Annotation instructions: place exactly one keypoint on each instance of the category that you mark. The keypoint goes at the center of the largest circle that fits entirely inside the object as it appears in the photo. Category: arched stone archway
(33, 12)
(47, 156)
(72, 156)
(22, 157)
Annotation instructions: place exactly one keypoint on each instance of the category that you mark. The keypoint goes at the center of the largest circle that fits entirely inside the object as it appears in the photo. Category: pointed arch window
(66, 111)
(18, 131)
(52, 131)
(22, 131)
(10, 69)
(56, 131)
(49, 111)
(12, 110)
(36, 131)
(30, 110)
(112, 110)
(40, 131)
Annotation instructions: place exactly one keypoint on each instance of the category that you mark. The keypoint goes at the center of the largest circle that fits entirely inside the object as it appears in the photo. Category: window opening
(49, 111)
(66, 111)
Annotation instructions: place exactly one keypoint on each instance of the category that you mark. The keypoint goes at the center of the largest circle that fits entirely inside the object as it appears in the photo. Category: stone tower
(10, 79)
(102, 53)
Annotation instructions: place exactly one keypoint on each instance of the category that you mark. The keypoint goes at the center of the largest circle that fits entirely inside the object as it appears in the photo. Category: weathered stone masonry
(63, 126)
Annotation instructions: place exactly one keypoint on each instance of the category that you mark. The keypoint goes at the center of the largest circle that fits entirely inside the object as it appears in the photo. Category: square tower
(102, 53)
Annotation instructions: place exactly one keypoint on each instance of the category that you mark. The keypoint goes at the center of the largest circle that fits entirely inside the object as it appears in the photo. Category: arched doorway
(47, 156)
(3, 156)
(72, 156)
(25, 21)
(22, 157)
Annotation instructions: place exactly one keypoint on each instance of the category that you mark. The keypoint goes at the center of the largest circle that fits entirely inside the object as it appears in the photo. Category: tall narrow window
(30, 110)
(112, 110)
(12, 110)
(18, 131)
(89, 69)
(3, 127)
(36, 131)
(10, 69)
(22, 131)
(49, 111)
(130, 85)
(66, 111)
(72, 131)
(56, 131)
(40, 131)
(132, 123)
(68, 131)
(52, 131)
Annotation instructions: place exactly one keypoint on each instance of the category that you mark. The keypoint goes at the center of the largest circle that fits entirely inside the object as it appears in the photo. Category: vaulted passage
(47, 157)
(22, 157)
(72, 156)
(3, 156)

^^^^^^^^

◆ **Exercise goal**
Print, exactly as written, each record in the listing above.

◆ **Answer to this problem**
Annotation instructions: place exactly one keypoint on each instance of the category that you mark. The keypoint goes at the center of the largest circle that fits entirely inside the object as it appears in the photo. Category: arched stone archway
(33, 12)
(47, 156)
(72, 156)
(22, 157)
Annotation instructions: place exactly one keypoint on each instance of the category that you mark. The keypoint goes at the center of the largest circle that fits entirely inside the object as it appears in the photo. Category: pointed arch window
(66, 111)
(18, 131)
(52, 131)
(22, 131)
(10, 69)
(56, 131)
(49, 111)
(12, 110)
(36, 131)
(30, 110)
(112, 110)
(40, 131)
Annotation instructions: place exactly one keypoint on each instance of the category that you mark. The keypoint goes at the center of the largest circle that fits entirely inside the object as it appears in the photo. Category: window opening
(49, 111)
(66, 111)
Annotation instructions: place exactly one keypoint on each instance of the category that you mark. The keypoint goes at the center of the largest circle that fits entirely inside the object as it appears in the photo. Category: stone tower
(10, 79)
(102, 53)
Annotation instructions: place exactly one keypoint on each instance of the category that you mark. The keypoint goes at the center of the largest circle that fits entirely inside the object as it appears in the photo. Category: weathered stone masonry
(63, 126)
Annotation instructions: place exactly one keypoint on each instance of the category that you mark. The keypoint goes at the center of the largest circle that fits entirely inside the object as it appears in the photo. Category: square tower
(102, 53)
Annotation instructions: place exactly one keypoint on each instance of the category that you mark. The keypoint goes at the center of the largest circle that fits entirely inside the object as it appears in the photo. Category: arched doorway
(47, 156)
(3, 156)
(72, 156)
(25, 21)
(22, 157)
Annotation instructions: place exactly one keypoint on each instance of the category that you mark. The keypoint goes at the center of the largest circle that fits entirely inside the object as it appears in the photo. Category: tall narrow window
(30, 110)
(112, 110)
(12, 110)
(18, 131)
(89, 69)
(3, 127)
(36, 131)
(10, 69)
(22, 131)
(49, 111)
(130, 85)
(66, 111)
(72, 131)
(56, 131)
(40, 131)
(132, 123)
(68, 131)
(52, 131)
Annotation instructions: place exactly one keypoint on each instance of the category that you mark. The keypoint goes at the center of the largest circle that fits entirely inside the object as it appears in the photo. Category: vaulted passage
(47, 157)
(22, 157)
(72, 156)
(3, 156)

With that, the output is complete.